● TEXT SECTION:

Secondly, NX is excellent, much better than the Windows terminal server (which is based upon an older Citrix version) and probably better than the current Citrix stuff. I dont have any clue how it compares to Tarantella.
I want to give a short comparison betwenn RDP and NX (cannot speak for Citrix and Tarantella) RDP basically is something like a super VNC, a system which basically streams the frame buffer with a very high compression to a client and basically does some message queue compression to keep the signal level small and increase latency robustness. NX is a different approach, which can only work with X-Windows and therefore will only run on X based servers.
If anybody knows the old lbx project, NX is done by the same developers but years ahead. NX basically acts as a smart protocoll proxy between X server and client and does heavy compression on the X protocoll. The advantage is:
X itself although network centric, clogs thanks to the high volume of issued commands a network very swiftly given, the current state of affairs (with cairo as high level protocol things will get better, there is no discussion about that)
X itself is very problematic with higher latencies like you have it in dial up and wan networks.
LBX basically sits in between and acts as a protocol proxy/translator which basically compresses the protocol by translation of X command patterns into something smaller.
(For instance if a font drawing pattern occurs, the whole draw line, draw pixel sequence is converted into a single font command)
It also adds to that streaming where it is feasable, so that in the end a combination of X commands, a high level protocol and streaming is transferred between client and server.
Additionally to that, there is the option to keep the font handling local (even under Windows)
It definitely is not the best approach, in fact, the best approach would be to clean up the mess which is called X protocol on a single protocol level (which hopefully will be possible with Cairo in the long term), but it is the best approach without breaking the X protocol.
If anybody of the developers read this, I am just a user, but thats basically what I could gather from using and and reading some of the specs. Correct me if I am wrong.
I don’t think that producing a search engine in the 2004 can be considered revolutionary. Still Google is revolutionary in the approach, in the way it binds Web resources together to create new applications. NX is revolutionary in the same way. It is not just compression of the X protocol (we needed it to make the rest possible) but a new way of thinking at network computing. NX is a sort of VPN that links the client and the server. It lets the client use the resources of the server (the CPU, the storage) and the server use the resources of the client. It’s all about protocols and network daemons. The X-Server is just one of these network daemons.

● EXTRACTED ENTRIES:
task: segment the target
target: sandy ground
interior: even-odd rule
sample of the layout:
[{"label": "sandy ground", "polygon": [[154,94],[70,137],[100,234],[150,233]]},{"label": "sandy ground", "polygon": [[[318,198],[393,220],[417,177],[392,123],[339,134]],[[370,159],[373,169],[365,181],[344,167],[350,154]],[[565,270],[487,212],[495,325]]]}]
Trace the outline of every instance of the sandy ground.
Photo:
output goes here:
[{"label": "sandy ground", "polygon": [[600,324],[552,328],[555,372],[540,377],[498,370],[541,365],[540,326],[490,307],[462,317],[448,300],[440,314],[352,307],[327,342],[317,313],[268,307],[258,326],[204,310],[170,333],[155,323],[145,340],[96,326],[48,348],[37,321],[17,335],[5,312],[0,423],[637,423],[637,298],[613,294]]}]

...

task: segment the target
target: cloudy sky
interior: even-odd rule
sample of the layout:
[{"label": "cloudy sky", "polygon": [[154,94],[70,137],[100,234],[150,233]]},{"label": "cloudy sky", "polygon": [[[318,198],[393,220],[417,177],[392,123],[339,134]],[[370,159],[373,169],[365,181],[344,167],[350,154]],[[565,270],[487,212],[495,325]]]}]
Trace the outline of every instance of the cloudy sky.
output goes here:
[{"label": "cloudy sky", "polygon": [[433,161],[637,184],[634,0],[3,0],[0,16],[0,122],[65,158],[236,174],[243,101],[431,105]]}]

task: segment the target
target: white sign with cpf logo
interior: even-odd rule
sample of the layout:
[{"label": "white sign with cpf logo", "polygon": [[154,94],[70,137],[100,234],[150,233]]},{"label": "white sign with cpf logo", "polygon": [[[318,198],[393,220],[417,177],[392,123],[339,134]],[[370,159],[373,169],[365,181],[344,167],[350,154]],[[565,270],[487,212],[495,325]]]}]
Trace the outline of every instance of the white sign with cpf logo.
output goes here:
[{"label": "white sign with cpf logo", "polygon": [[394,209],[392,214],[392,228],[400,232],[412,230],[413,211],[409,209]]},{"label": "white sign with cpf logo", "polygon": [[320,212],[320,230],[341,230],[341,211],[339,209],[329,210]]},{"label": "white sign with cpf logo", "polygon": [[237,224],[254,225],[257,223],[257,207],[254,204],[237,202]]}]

● WHAT YOU WILL DO:
[1] In the text on NX and RDP, which three things make up the combination that is finally transferred between client and server?
[2] Write the next part of the text on NX and RDP, picking up after its final sentence.

● RESULTS IN ORDER:
[1] X commands, a high-level protocol, and streaming.

[2]
Peer-to-peer computing it’s in the TCP/IP by design. NX is an application exploiting it and making it pervasive.
/Gian Filippo.
NX is really good, but in terms of technology is not revolutionary, is just a optimized implementation of something that already exists…. nothing new.
Not the technology in se is revolutionary, but the important facts are that
1. it’s a free and open technology now
2. Linux/OSS wil leverage this
How does this compare to RDP, the protocol used by windows for
its terminal services ? I use it often over a modem, and it’s
not blazingly fast, but certanly usable. Why not implement an
RDP server for Linux ?
– This is old: In Unix world this has been pretty much available all the time. I don’t see that many people in the Unix world have problems, that NX would solve. Some edge cases yes, but big scale – no.
– This is non-revolutionary: To make it revolutionary, it has to affect Windows world too. Linux at desktops? That’s marginal usage. It has to work like Windows terminal services to be anything useful outside ICT companies. And even then, if the user needs aren’t analyzed properly, you’ll generate an incredibly inflexible centralized hell. Admins are happy, but no one else is.
– This is boring: Blazing fast computers are cheap anyway. Who has those “486 computers” bouncing around? Why bother to have a centralized system in anywhere except tit he biggest organizations? Shared folders maybe, but shared terminal server? Boring.
The savings? You can fire some IT support people. That’s propably the biggest impact.
NX sounds cool, but it solves problems that almost no one really has.
If it was revolutionary, we would have seen the revolution with PCAnywhere, Citrix, X-Windows and VNC already.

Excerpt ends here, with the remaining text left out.